- **EXCERPT**
----
I want to use STL with the current program I'm working on and the vendor doesn't support what I feel is a reasonable STL, working is not my idea of reasonable. I have been unable to find a C++ Standard or an STL standard that is not just an API that leaves me wondering if my interpretation is correct or if the vendor interpretation is correct. I've already spent a great deal of time at SGI's site. Any reccomendations? Also, is there any document that's not an API that would be considered the standard?
The draft of the current C++0x standard is available from this page and the official homepage of the C++ standards committee is here.
Information on where to get the current standard document:
Where do I find the current C or C++ standard documents?
Other responses in that question have information on downloads of various drafts of the standards which can be obtained free (the actual ratified standards cannot be obtained free).
The Standard is available as a PDF for ANSI.org. ($18 last time I checked, downloadable).
$18 for a downloadable PDF was considered a breakthrough, since previously ANSI only sold it standards in hardcopy form, for several thousand dollars a copy. (Normally, ANSI standards have a very limit market -- only motorcycle helmet manufacturers are going to buy the ANSI Standard for motorcycle helmets etc), and Standard sales was the primary way ANSI financed it's operation.
----
- **INFORMATION SHOWN**
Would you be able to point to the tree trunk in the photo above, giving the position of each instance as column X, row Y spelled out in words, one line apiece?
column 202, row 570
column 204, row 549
----
- **TO-DO LIST**
1. Answer these about the text on finding the C++ standard:
(a) Whose site has the asker already spent a lot of time at?
(b) What price is given for the standard as a downloadable PDF?
(c) Before the PDF, in what form did ANSI sell its standards?
2. Write out the stretch of the text on finding the C++ standard from "The draft of" through "be obtained free).", word for word.
3. Carry the text on finding the C++ standard further, starting after its last sentence.
The data is separate material and is not part of the text about finding the C++ standard.

- **RESULTS BY TASK**
1.
(a) SGI's site.
(b) $18.
(c) In hardcopy form, for several thousand dollars a copy.

2.
The draft of the current C++0x standard is available from this page and the official homepage of the C++ standards committee is here.
Information on where to get the current standard document:
Where do I find the current C or C++ standard documents?
Other responses in that question have information on downloads of various drafts of the standards which can be obtained free (the actual ratified standards cannot be obtained free).

3.
Each national standards body in ISO can make the Standard available as they see fit. I'm told British Standards had made a deal to publish it in book form, but I don't know it taht ever came about.
i googled "C++ ansi standard" and clicked the first result
What's available for free on the
Internet?
The C++ standard went through two
Committee Drafts (CDs) which were made
available for public inspection and
comment. Changes made to the second CD
after the public comment period were
submitted to the member bodies for a
vote and became the official standard.
CD2 of the C++ standard is very
similar, but not exactly the same, as
the final standard.
body of a draft (see directory listing for TOC etc)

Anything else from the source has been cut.